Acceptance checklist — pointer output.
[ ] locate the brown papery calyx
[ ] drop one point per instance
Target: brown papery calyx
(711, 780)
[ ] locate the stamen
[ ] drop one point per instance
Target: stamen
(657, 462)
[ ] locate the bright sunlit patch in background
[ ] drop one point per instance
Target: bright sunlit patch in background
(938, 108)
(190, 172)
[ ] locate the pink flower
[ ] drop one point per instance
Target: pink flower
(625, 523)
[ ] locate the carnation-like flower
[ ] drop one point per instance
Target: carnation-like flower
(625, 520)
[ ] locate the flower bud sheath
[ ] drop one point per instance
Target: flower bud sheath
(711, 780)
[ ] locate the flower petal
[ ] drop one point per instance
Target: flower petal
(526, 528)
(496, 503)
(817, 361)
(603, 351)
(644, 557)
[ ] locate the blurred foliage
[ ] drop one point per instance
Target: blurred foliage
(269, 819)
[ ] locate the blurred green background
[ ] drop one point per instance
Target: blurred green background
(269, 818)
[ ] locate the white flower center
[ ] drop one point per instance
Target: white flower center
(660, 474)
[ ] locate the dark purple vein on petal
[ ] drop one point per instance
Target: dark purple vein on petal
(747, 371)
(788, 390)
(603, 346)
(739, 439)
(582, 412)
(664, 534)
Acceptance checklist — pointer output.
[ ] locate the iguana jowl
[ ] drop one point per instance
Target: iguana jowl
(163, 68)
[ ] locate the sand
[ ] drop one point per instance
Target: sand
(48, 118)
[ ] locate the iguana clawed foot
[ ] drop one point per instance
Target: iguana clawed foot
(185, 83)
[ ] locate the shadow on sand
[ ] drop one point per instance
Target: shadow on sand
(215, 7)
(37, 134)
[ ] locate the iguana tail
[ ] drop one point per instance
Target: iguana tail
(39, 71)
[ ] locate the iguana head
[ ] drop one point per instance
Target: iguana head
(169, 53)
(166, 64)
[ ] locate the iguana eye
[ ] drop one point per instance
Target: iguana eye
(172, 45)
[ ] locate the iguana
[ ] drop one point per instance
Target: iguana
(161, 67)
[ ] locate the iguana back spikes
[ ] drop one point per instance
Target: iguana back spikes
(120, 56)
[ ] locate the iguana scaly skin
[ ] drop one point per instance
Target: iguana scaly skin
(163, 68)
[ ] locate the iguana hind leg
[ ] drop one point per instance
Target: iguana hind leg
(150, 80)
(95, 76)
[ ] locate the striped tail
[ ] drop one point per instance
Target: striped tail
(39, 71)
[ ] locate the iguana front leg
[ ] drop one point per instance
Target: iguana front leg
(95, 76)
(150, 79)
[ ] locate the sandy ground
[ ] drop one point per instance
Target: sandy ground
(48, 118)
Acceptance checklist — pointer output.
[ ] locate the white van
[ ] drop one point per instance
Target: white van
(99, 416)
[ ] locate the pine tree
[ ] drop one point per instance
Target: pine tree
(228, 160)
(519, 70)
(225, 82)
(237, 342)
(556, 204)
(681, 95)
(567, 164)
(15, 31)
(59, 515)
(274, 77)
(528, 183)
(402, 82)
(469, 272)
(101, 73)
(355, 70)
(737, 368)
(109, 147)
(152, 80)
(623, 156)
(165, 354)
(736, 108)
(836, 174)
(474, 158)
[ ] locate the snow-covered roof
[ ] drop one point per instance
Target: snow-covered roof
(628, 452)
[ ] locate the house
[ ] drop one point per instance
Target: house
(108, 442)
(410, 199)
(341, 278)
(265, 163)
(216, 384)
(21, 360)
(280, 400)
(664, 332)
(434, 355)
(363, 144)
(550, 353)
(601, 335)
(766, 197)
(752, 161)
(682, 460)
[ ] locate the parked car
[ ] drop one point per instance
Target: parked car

REQUIREMENT: Starting from the line containing "[ ] locate the iguana scaly skin", repeat each line through the end of the entries, exactly.

RESULT:
[ ] locate the iguana scaly skin
[ ] drop one point per instance
Target: iguana scaly skin
(163, 68)
[ ] locate the iguana hind leg
[ ] drop one point per instance
Target: iguana hind leg
(150, 80)
(95, 76)
[ ] locate the striped tail
[ ] drop one point per instance
Target: striped tail
(39, 71)
[ ] locate the iguana front leg
[ ] drop one point per instance
Target: iguana front leg
(95, 76)
(150, 79)
[ ] locate the sandy ground
[ ] drop one point per instance
Target: sandy ground
(48, 118)
Acceptance checklist — pointer output.
[ ] locate the white van
[ ] drop one point per instance
Target: white van
(99, 416)
[ ] locate the pine tree
[ ] drop one point per instance
Target: pine tree
(228, 160)
(519, 70)
(225, 82)
(237, 342)
(556, 204)
(681, 95)
(567, 164)
(15, 31)
(59, 515)
(274, 77)
(528, 183)
(402, 82)
(469, 272)
(101, 73)
(355, 70)
(737, 368)
(109, 147)
(152, 80)
(623, 156)
(165, 354)
(736, 108)
(836, 174)
(474, 158)
[ ] locate the snow-covered roof
[ ] drop one point per instance
Target: snow-covered roof
(628, 452)
[ ] locate the house
[ ] drop one point per instance
Target: house
(108, 442)
(410, 199)
(341, 278)
(265, 163)
(216, 384)
(21, 360)
(280, 400)
(664, 332)
(434, 355)
(363, 144)
(550, 353)
(601, 335)
(766, 197)
(752, 161)
(682, 460)
[ ] locate the parked car
[ ] drop one point per instance
Target: parked car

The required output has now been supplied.